EXERCISE BRIEF - For each entry that follows, produce an exact copy.

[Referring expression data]

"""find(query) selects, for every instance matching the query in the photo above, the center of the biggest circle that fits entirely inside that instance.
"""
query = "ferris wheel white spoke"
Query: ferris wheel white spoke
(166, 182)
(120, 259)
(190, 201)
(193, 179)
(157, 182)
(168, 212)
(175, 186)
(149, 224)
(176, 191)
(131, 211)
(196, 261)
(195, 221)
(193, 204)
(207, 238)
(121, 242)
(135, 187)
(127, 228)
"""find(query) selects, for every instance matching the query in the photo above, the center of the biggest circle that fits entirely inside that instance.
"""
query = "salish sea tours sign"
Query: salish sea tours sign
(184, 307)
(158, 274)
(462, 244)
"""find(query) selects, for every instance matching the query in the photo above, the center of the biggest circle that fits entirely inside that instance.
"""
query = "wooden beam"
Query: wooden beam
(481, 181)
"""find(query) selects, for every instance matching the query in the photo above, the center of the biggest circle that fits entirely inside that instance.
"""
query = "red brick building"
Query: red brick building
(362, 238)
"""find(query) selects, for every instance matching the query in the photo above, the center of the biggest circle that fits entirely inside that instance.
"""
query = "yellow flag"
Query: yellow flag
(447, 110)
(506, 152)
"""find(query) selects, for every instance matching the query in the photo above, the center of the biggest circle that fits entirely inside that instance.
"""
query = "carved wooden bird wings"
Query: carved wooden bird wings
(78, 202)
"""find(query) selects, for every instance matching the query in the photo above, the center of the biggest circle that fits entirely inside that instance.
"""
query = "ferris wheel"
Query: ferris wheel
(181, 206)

SOLUTION TO THIS TASK -
"""find(query) selects, for every instance matching the query in the photo above, the center of the biggest circle that fits entirely inside that instance.
"""
query = "ferris wheel white spoke"
Query: ferris wheel white spoke
(166, 182)
(120, 259)
(190, 201)
(193, 179)
(157, 182)
(168, 212)
(175, 186)
(149, 224)
(176, 191)
(131, 211)
(196, 261)
(195, 221)
(193, 204)
(207, 238)
(121, 242)
(135, 187)
(127, 228)
"""find(query) selects, for every instance matching the query in the photo above, the center of the biggest circle that fits entirely inside that instance.
"""
query = "salish sea tours sign"
Query: salish sea tours sign
(184, 307)
(158, 274)
(462, 244)
"""find(query) selects, for every instance matching the query in the photo above, the center of the biggest circle that fits entirely inside that instance.
"""
query = "wooden beam"
Query: wooden beam
(481, 181)
"""find(query) selects, for every instance matching the query in the photo above, the center of the biggest circle that fits entirely inside that instance.
"""
query = "red brick building"
Query: red brick building
(362, 238)
"""find(query) selects, for every instance matching the query in the photo above, the center of the biggest circle that fits entirely inside that instance.
"""
query = "yellow flag"
Query: yellow flag
(447, 110)
(506, 152)
"""find(query) selects, for every instance matching the query in the photo above, the center of the biggest circle that fits entirely inside that instance.
"""
query = "carved wooden bird wings"
Query: carved wooden bird wings
(78, 202)
"""find(query) selects, for every instance matching the query in the photo above, the center of the biggest circle that fits entirely inside that instance.
"""
query = "ferris wheel"
Query: ferris wheel
(181, 206)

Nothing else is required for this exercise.